■ **Task description**
Word for word, and with pictures excluded, copy out all the records that follow.

■ **Input for this task**
++++++++++

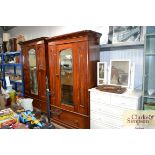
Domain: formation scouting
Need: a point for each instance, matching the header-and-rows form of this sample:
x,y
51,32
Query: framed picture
x,y
120,72
120,34
101,73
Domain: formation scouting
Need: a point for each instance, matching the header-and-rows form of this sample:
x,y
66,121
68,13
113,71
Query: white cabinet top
x,y
131,94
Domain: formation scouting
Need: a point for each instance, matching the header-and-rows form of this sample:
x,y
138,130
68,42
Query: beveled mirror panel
x,y
33,71
66,77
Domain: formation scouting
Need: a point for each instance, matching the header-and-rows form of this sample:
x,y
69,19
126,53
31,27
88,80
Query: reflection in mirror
x,y
33,72
66,78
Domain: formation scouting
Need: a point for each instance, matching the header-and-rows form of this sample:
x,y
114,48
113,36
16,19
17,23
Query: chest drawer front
x,y
100,98
124,102
106,119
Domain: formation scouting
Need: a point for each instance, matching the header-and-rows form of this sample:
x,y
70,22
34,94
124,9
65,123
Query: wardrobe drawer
x,y
69,119
124,102
100,98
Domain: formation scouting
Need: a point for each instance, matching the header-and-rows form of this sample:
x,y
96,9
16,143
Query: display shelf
x,y
150,54
18,82
115,46
14,65
149,96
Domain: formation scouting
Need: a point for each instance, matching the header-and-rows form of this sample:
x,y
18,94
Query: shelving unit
x,y
123,45
149,72
18,84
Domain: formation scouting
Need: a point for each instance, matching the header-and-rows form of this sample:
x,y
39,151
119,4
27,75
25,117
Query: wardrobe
x,y
72,71
34,71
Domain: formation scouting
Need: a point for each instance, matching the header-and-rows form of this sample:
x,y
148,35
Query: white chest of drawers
x,y
106,109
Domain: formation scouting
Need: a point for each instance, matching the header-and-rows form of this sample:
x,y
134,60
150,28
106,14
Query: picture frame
x,y
120,74
128,34
101,73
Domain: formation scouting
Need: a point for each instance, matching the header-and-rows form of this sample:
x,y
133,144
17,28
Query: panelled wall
x,y
135,55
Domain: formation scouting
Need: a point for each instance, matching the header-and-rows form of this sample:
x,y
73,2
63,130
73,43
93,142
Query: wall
x,y
31,32
136,55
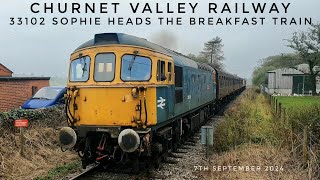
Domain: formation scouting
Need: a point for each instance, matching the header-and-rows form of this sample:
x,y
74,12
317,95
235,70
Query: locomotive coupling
x,y
67,138
128,140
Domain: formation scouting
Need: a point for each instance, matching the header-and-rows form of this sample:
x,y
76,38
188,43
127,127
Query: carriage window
x,y
178,76
79,69
135,68
170,71
104,67
161,71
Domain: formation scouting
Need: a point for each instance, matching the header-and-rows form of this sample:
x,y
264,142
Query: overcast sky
x,y
45,50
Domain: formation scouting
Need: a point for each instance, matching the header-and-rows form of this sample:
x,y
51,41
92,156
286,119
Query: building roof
x,y
6,68
287,71
23,78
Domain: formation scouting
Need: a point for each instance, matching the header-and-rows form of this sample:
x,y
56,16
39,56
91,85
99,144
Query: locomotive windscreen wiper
x,y
133,59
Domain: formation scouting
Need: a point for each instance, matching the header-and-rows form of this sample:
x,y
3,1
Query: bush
x,y
49,117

++++++++++

■ **Result of the exercise**
Domain: formation scouting
Need: a point for each instance, matching the header-and-rows form of this sample:
x,y
51,32
Query: framed picture
x,y
120,72
120,34
101,73
Domain: formation scouting
Need: a point for each instance, matching the header-and-rows form of this sample:
x,y
66,121
68,13
113,71
Query: white cabinet top
x,y
131,94
Domain: formation scouting
Need: a point for each instance, matching the header-and-rows form of this sample:
x,y
138,130
68,42
Query: beveled mirror panel
x,y
33,71
66,77
Domain: formation scouting
Need: a point for each instance, matching the header-and-rows form of this sample:
x,y
69,19
126,53
31,27
88,80
Query: reflection in mirror
x,y
33,72
66,78
Domain: formation scouting
Need: a point for each instance, matching the header-and-rows form of this sample:
x,y
114,48
113,36
16,19
17,23
Query: chest drawer front
x,y
100,98
124,102
106,119
Domain: formation scouting
Need: a point for each instance, matching the header-and-rows form of this sample:
x,y
70,22
34,94
124,9
65,123
Query: wardrobe drawer
x,y
69,119
124,102
100,98
Domain: formation scouting
Need: a point for each instance, matching the header-and-rows form of this sample:
x,y
96,9
16,143
Query: display shelf
x,y
150,54
18,82
115,46
14,65
149,96
Domain: formation scouting
Need: a point for each instance, matching the header-and-rows form of this sample:
x,y
18,94
Query: shelving unit
x,y
123,45
149,72
18,84
Domain: formation scouting
Need: a point for each instance, matching the header-and-rows form of this sample:
x,y
39,151
119,4
27,75
25,117
Query: wardrobe
x,y
72,71
34,71
Domain: formation scouting
Need: a point for each instance, matching the header-and-rows form of this sample:
x,y
148,35
Query: white chest of drawers
x,y
106,109
Domain: formation scouting
Need: a point for each instance, matching the header-and-rows form of this sample:
x,y
134,60
150,28
106,14
Query: picture frame
x,y
120,74
128,34
101,73
Domain: formation scouting
Need: a point for each instance, matching the header-and-rows form of this sample:
x,y
133,144
17,28
Query: panelled wall
x,y
135,55
Domain: formation scouting
Need: a point for each instance, matching the header-and-rows form of this sample:
x,y
73,2
63,130
73,43
93,142
Query: wall
x,y
31,32
136,55
Domain: formation scouting
Need: a point for each instance, matching the header-and-rows form of this sample:
x,y
74,12
317,95
235,70
Query: locomotive coupling
x,y
67,138
128,140
Domain: formation scouting
Need: a point for each instance, matching the header-and-rows form of this sample:
x,y
76,38
188,43
127,127
Query: carriage window
x,y
178,76
79,69
135,68
170,71
104,67
161,71
Domain: formation scouting
Need: a point for each instance, matching the header-and-rows form of this sample:
x,y
264,142
Query: overcast sky
x,y
45,50
Domain: formation scouting
Need: a point for each instance, matching the header-and-rows form of this sample:
x,y
51,41
92,156
286,119
Query: building roof
x,y
6,68
287,71
23,78
Domain: formation scouting
Need: a point for each instance, matching the header-and-rows form of this sample:
x,y
56,16
39,56
91,85
99,144
Query: locomotive windscreen wiper
x,y
133,59
Domain: formation scouting
Need: a point for each instance, matching the header-and-rows form of this sample:
x,y
3,1
Query: bush
x,y
49,117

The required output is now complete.